Textauszug:
Zwischen den Geburtsjahren 1993 und 2000 stieg die Autismus-Prävalenz in allen rassischen Gruppen stetig an.
Um das Jahr 2000 herum begannen die Verläufe jedoch zu divergieren: Die Prävalenz unter Weißen in wohlhabenden Bezirken wie Santa Clara (Heimat des Silicon Valley) und von Monterey bis zur Küste San Franciscos begann zu sinken.
In Bezirken mit mittlerem Einkommen wie Sacramento, Los Angeles und San Diego stieg die Prävalenz unter Weißen weiter an, allerdings mit einer langsameren Rate.
In einkommensschwächeren Gebieten wie Riverside und dem South Central Valley stiegen die Raten bei den Weißen dagegen steil an.
Bis zum Geburtsjahr 2013 war die Prävalenz bei den Weißen in den einkommensschwächsten Bezirken mindestens doppelt so hoch wie bei den Weißen in den einkommensstärksten Bezirken. Generell gilt: Je höher das Bezirkseinkommen, desto niedriger die Autismusrate bei weißen Kindern.

Aufgabenstellung: Schreiben Sie den Text zur Autismus-Prävalenz ab den Worten "Um das Jahr" neu und hören Sie nach "begann zu sinken." auf. Ändern Sie dabei "sinken" in "stagnieren". Die Einträge stehen in keinem Zusammenhang mit dem Text zur Autismus-Prävalenz.

Datenauszüge:
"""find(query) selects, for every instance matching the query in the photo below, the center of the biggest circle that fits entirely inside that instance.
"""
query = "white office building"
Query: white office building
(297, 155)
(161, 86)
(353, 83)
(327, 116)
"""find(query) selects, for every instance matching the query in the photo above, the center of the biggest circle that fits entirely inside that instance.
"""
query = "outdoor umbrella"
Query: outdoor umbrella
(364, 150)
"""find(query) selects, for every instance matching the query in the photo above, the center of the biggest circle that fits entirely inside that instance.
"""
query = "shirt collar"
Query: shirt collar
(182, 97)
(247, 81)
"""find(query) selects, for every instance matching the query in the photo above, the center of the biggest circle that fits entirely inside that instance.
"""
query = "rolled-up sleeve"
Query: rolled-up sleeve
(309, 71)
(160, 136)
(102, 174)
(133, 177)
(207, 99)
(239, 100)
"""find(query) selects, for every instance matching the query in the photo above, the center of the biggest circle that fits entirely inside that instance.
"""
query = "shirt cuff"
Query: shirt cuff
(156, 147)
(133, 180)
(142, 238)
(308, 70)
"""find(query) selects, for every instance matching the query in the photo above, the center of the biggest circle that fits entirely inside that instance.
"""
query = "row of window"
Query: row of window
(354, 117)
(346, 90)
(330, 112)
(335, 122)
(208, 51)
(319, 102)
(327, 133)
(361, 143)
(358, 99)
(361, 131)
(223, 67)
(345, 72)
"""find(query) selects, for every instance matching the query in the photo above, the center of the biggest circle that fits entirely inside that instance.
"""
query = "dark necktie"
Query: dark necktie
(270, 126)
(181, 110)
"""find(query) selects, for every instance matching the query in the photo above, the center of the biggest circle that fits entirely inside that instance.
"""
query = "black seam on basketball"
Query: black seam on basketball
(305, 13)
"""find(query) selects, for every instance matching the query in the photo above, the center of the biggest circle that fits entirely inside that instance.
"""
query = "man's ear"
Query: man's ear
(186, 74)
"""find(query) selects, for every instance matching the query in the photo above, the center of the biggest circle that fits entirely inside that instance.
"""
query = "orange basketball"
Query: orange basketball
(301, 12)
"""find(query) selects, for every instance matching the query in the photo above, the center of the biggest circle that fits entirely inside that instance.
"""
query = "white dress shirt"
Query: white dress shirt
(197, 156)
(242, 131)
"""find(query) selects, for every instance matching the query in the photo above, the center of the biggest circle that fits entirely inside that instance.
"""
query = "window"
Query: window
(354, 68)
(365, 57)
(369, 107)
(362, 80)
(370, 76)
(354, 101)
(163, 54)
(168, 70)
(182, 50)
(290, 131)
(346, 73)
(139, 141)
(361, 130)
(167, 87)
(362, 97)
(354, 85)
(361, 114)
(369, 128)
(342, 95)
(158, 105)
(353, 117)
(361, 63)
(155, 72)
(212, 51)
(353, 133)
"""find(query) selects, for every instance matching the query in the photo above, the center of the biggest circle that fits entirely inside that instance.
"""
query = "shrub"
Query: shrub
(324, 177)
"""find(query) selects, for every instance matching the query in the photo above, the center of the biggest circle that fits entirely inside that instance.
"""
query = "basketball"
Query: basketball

Lösung:
Um das Jahr 2000 herum begannen die Verläufe jedoch zu divergieren: Die Prävalenz unter Weißen in wohlhabenden Bezirken wie Santa Clara (Heimat des Silicon Valley) und von Monterey bis zur Küste San Franciscos begann zu stagnieren.